=== Given instruction a ===
Return every line in the entries that contains the string "leafy", treating uppercase and lowercase as different.

=== Selected text ===
Meeting Report
Security Forum:
Workshop on Security Design Patterns
Application to Digital Rights Management Test Scenario
Cannes, France - Wednesday, October 16 2002
Objective of Meeting
This meeting was open to all attendees to the Cannes conference. It followed on from
the tutorial on Design Patterns given on Tuesday evening.
Bob Blakley (Chief Scientist, Security and Privacy, IBM Tivoli Software) lead a Design
Patterns Application Workshop, in which we
applied our existing security design patterns to a defined set of Digital
Rights Management test scenarios, to ascertain if they are sufficient to
define the security requirements for those test scenarios, and if not to
identify the gaps that we need to fill.
The outcome will verify if we have a sufficient set of Security Design Patterns as to
close on publication of Version 1 of our Security Design Patterns technical guide.
Summary
Discussion
Bob Blakley ran this workshop, which was attended by 9 members.
Bob set out the problem statement in the following terms:
- The Record Label should pay the artist for use of his music
- The Music Retailer should pay the Record Label for every sale to the buyer
- The Buyer should be able to listen to music only if he has paid
Bob created a set of slides recording the process of working through this test
scenario, using the same sequence of slides as he used to illustrate the email example in
his Design Patterns tutorial the previous Tuesday evening. He explained that members
of the design patterns workgroup of the Security Forum had helped him develop the tutorial
and this workshop, through discussion in 3 teleconferences leading up to this Cannes
meeting. The major steps involved are:
- Step 1: Identify the Resources and Actors
- Step 2: Identify the Protected System Boundaries
- Step 3: Define the policy
- Step 4: Define the Secure Communications channels
Questions that arose were:
- Is the CD a secure communication, or is it a resource, or is it both?

=== Given instruction b ===
Reproduce the meeting report above word for word, in full.

=== Provided records ===
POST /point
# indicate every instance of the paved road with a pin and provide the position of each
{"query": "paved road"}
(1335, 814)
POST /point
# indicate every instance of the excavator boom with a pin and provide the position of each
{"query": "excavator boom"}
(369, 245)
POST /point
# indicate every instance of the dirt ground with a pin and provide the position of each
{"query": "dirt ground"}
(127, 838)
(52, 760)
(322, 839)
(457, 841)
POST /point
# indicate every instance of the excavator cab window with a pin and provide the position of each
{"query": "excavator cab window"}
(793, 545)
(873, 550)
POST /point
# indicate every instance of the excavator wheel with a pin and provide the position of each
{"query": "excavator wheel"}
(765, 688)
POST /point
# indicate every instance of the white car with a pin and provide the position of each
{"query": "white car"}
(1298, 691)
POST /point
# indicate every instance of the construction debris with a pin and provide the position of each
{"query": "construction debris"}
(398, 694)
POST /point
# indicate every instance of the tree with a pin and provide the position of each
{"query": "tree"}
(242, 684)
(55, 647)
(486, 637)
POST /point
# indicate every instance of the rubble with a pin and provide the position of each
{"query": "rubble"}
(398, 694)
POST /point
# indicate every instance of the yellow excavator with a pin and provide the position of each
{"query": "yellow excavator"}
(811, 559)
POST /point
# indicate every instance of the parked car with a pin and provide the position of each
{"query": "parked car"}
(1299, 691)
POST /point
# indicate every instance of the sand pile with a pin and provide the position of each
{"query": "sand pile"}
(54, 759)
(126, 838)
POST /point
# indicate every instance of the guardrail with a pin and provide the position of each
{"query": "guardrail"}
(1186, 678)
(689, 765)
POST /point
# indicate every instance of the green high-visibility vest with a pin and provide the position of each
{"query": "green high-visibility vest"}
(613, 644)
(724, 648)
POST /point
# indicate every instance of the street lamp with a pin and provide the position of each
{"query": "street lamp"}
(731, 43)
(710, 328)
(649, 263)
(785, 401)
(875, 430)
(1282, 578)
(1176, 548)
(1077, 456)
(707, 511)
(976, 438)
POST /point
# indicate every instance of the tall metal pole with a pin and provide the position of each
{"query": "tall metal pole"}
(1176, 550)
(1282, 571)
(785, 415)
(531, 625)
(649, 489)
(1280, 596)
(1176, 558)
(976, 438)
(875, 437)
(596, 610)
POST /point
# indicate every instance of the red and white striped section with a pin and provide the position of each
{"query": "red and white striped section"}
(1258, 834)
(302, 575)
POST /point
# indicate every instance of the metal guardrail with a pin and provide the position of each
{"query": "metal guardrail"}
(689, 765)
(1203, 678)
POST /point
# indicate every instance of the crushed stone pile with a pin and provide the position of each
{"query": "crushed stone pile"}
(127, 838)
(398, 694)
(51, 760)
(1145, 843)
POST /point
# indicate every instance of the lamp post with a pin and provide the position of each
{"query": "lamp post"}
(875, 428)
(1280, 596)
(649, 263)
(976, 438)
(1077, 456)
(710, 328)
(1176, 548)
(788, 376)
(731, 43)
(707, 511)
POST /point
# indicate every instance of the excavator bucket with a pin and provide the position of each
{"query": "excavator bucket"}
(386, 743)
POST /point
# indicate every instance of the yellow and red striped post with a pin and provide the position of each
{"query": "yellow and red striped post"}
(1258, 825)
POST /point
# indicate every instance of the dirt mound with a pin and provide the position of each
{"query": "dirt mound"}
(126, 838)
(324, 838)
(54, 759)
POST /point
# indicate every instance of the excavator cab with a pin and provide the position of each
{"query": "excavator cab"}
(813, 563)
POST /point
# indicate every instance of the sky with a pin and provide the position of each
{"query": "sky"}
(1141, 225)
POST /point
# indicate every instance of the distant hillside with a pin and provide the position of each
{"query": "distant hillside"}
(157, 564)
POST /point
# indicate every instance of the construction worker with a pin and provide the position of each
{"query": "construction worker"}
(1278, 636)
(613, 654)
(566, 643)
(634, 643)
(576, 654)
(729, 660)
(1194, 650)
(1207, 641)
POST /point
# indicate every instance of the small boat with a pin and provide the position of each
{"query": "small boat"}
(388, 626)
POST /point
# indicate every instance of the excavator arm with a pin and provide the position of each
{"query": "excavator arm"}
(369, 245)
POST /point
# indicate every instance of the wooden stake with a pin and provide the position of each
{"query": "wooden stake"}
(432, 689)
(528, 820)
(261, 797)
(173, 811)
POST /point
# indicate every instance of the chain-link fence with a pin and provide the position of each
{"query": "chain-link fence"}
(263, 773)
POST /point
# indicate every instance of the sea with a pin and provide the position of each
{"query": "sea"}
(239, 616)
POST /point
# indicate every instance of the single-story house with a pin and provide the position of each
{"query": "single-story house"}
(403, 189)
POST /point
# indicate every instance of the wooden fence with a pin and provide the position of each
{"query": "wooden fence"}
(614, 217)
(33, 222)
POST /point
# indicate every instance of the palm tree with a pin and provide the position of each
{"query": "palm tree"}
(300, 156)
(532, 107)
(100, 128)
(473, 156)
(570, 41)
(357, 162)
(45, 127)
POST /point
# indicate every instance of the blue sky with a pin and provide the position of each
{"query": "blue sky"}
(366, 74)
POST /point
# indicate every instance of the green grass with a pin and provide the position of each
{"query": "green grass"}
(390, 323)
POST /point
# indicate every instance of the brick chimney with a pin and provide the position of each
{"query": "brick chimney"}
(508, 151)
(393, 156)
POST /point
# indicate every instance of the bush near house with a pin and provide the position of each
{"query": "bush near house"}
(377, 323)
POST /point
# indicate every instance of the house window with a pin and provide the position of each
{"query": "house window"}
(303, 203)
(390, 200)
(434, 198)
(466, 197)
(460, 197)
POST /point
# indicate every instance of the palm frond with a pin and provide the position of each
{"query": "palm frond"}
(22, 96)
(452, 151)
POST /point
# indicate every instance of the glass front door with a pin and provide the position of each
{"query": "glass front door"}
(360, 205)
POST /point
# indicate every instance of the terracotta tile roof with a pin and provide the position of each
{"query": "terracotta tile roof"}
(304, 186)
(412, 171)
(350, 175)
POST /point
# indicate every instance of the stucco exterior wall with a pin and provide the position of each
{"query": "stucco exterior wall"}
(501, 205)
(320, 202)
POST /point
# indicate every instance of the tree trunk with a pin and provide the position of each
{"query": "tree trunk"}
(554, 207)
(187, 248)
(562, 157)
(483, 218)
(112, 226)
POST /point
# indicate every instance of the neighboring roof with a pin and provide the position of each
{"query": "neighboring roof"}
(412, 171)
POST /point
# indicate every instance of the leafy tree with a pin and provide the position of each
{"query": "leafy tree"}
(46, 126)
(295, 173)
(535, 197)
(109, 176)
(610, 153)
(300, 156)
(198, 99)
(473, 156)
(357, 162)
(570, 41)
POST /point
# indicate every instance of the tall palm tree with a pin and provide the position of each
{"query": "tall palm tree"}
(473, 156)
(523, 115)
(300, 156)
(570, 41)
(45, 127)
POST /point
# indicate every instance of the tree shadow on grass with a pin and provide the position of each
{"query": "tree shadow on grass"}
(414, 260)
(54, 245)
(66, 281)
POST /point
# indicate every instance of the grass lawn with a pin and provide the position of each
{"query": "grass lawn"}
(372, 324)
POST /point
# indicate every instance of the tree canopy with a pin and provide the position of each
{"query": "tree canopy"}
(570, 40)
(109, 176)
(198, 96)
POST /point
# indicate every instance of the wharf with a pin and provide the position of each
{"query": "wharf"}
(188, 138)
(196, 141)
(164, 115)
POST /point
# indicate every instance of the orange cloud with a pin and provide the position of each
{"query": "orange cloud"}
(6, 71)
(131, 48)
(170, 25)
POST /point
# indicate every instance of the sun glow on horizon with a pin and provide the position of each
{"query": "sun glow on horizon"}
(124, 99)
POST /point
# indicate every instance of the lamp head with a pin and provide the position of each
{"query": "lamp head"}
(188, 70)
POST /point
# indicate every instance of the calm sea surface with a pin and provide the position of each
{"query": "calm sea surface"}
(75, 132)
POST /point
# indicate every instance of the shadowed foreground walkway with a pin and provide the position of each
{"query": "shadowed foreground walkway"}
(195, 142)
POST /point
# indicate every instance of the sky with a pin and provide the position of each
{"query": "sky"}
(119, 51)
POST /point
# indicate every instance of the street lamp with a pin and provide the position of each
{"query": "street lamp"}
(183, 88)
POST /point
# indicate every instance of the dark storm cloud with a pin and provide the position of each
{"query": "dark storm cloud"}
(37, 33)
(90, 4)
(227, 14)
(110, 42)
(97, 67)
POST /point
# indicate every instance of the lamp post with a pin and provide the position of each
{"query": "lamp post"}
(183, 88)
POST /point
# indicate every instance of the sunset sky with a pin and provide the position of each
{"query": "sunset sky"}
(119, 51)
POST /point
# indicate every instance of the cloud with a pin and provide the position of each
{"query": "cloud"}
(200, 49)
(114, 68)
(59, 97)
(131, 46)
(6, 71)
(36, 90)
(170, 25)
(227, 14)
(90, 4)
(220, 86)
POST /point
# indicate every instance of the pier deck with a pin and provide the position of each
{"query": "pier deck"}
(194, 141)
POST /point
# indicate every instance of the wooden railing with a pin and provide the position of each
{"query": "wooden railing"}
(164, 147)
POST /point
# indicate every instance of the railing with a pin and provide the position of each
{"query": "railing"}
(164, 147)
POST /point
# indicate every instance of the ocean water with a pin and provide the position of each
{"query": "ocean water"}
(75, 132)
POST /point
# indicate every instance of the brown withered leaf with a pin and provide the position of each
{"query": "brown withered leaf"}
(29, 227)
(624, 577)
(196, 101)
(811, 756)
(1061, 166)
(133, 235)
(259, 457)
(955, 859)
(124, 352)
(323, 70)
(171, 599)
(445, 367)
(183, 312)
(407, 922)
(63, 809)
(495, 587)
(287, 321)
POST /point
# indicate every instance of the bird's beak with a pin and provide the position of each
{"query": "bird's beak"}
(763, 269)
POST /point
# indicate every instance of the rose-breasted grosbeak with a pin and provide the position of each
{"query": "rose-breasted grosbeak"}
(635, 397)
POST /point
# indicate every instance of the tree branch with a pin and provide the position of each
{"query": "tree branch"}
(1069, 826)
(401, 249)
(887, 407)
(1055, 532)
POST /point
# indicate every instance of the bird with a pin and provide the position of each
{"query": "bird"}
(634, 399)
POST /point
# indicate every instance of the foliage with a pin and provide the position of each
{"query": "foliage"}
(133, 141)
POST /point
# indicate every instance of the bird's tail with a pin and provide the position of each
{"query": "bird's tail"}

=== Final answer a ===
# indicate every instance of the leafy tree with a pin and provide the position of each
{"query": "leafy tree"}

=== Final answer b ===
Meeting Report
Security Forum:
Workshop on Security Design Patterns
Application to Digital Rights Management Test Scenario
Cannes, France - Wednesday, October 16 2002
Objective of Meeting
This meeting was open to all attendees to the Cannes conference. It followed on from
the tutorial on Design Patterns given on Tuesday evening.
Bob Blakley (Chief Scientist, Security and Privacy, IBM Tivoli Software) lead a Design
Patterns Application Workshop, in which we
applied our existing security design patterns to a defined set of Digital
Rights Management test scenarios, to ascertain if they are sufficient to
define the security requirements for those test scenarios, and if not to
identify the gaps that we need to fill.
The outcome will verify if we have a sufficient set of Security Design Patterns as to
close on publication of Version 1 of our Security Design Patterns technical guide.
Summary
Discussion
Bob Blakley ran this workshop, which was attended by 9 members.
Bob set out the problem statement in the following terms:
- The Record Label should pay the artist for use of his music
- The Music Retailer should pay the Record Label for every sale to the buyer
- The Buyer should be able to listen to music only if he has paid
Bob created a set of slides recording the process of working through this test
scenario, using the same sequence of slides as he used to illustrate the email example in
his Design Patterns tutorial the previous Tuesday evening. He explained that members
of the design patterns workgroup of the Security Forum had helped him develop the tutorial
and this workshop, through discussion in 3 teleconferences leading up to this Cannes
meeting. The major steps involved are:
- Step 1: Identify the Resources and Actors
- Step 2: Identify the Protected System Boundaries
- Step 3: Define the policy
- Step 4: Define the Secure Communications channels
Questions that arose were:
- Is the CD a secure communication, or is it a resource, or is it both?